This exercise requires an exact copy of each line from the one containing "[locate] grey wing" down to the last line below.

#### [Data for the task]
══════════

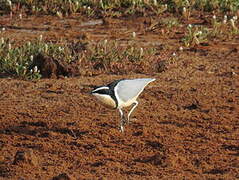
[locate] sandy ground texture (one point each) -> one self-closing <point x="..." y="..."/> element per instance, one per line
<point x="185" y="127"/>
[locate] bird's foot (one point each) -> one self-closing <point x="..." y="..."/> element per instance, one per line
<point x="121" y="128"/>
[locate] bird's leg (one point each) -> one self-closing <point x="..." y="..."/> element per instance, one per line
<point x="122" y="121"/>
<point x="135" y="104"/>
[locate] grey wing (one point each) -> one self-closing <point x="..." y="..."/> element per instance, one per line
<point x="129" y="89"/>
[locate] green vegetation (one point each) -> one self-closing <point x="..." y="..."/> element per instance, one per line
<point x="118" y="7"/>
<point x="17" y="61"/>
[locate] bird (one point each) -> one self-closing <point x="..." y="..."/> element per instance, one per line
<point x="120" y="94"/>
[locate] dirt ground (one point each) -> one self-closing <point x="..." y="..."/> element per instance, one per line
<point x="186" y="125"/>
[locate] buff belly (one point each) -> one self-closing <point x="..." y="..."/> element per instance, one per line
<point x="106" y="100"/>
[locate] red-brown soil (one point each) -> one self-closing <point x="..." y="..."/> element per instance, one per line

══════════

#### [Solution]
[locate] grey wing (one point each) -> one self-closing <point x="..." y="..."/> element per instance, one per line
<point x="129" y="89"/>
[locate] green vegetation (one point each) -> one self-closing <point x="..." y="..."/> element per instance, one per line
<point x="118" y="7"/>
<point x="17" y="61"/>
[locate] bird (one point each) -> one self-closing <point x="..." y="..."/> element per instance, one per line
<point x="120" y="94"/>
[locate] dirt ground (one point each) -> one self-closing <point x="..." y="..."/> element per instance, one per line
<point x="186" y="125"/>
[locate] buff belly (one point each) -> one self-closing <point x="..." y="..."/> element per instance, one per line
<point x="106" y="100"/>
[locate] red-brown soil (one point each) -> one self-closing <point x="..." y="..."/> element per instance, one per line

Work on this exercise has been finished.